A phosphorylation map of the photosystem II supercomplex C2S2M2

Sujith Puthiyaveetil 1,*, Helmut Kirchhoff 1
PMCID: PMC3828554  PMID: 24298276

PS II phosphorylation

It was 36 years ago when John Bennett first discovered chloroplast protein phosphorylation (Bennett, 1977). The most conspicuous chloroplast phosphoprotein was the apoprotein of the Light Harvesting Complex II (LHC II) of photosystem II (PS II). Other phosphoproteins included the reaction center protein CP43 and the quinone-binding proteins D1 and D2 of PS II. These earlier studies also identified the PsbH protein, the minor subunit of PS II, as another chloroplast phosphoprotein (Allen, 1992). Nearly all of the first-known chloroplast phosphoproteins belong to PS II, the water-oxidizing photosystem of oxygenic photosynthesis.

With more than 25 protein subunits and 350 kDa in size, the PS II core monomer is a massive structure (Umena et al., 2011). This enormous size is in addition to the peripheral light harvesting complexes. The major peripheral antenna of PS II is LHC II, which is a trimer. Some, so-called minor, LHC are monomeric and act as linkers in connecting the trimeric LHC II to the core. The core is composed of the reaction center proteins D1 and D2 and an internal antenna made up of CP43 and CP47. The PS II core with its peripheral antenna forms supercomplexes, which mainly differ in the number of LHC II bound to the core (Caffarri et al., 2009). The core itself is dimeric (C2) to which the LHC II could strongly (S), or moderately (M), or loosely (L) bind. The monomeric linker associated with the S-form is CP26, and for the M-form are CP29 and CP24. A dimeric core (C2) with 2 S and 2 M LHC II (C2S2M2) is the most abundant supercomplex in plant photosynthetic membranes (Kouril et al., 2012).

------------------------------------------------------------

[To do]
a - Please reproduce the photosystem II passage word for word, between "It was 36 years" and "of oxygenic photosynthesis.", inclusive.
b - According to the photosystem II passage, which monomeric linker is associated with the S-form of LHC II?

------------------------------------------------------------

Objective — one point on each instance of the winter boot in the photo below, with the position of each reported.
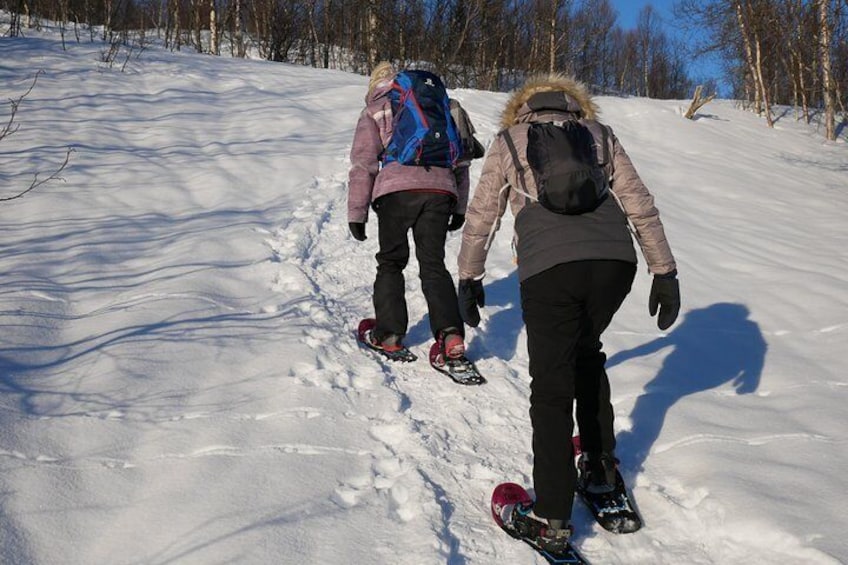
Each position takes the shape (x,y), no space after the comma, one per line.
(391,343)
(597,472)
(550,535)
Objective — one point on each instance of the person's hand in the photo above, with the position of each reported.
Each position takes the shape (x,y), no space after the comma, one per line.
(665,295)
(456,222)
(357,230)
(471,296)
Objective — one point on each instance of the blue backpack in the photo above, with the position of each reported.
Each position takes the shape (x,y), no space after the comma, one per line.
(424,132)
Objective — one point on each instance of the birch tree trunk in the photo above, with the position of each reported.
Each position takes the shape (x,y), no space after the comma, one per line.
(213,29)
(827,73)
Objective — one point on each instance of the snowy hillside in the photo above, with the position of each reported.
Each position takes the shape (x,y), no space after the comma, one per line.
(180,383)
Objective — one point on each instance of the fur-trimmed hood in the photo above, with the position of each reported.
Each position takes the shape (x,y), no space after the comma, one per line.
(558,92)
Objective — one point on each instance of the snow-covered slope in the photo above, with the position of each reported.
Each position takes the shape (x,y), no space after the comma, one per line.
(180,382)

------------------------------------------------------------

[Set of answers]
a -
It was 36 years ago when John Bennett first discovered chloroplast protein phosphorylation (Bennett, 1977). The most conspicuous chloroplast phosphoprotein was the apoprotein of the Light Harvesting Complex II (LHC II) of photosystem II (PS II). Other phosphoproteins included the reaction center protein CP43 and the quinone-binding proteins D1 and D2 of PS II. These earlier studies also identified the PsbH protein, the minor subunit of PS II, as another chloroplast phosphoprotein (Allen, 1992). Nearly all of the first-known chloroplast phosphoproteins belong to PS II, the water-oxidizing photosystem of oxygenic photosynthesis.

b - CP26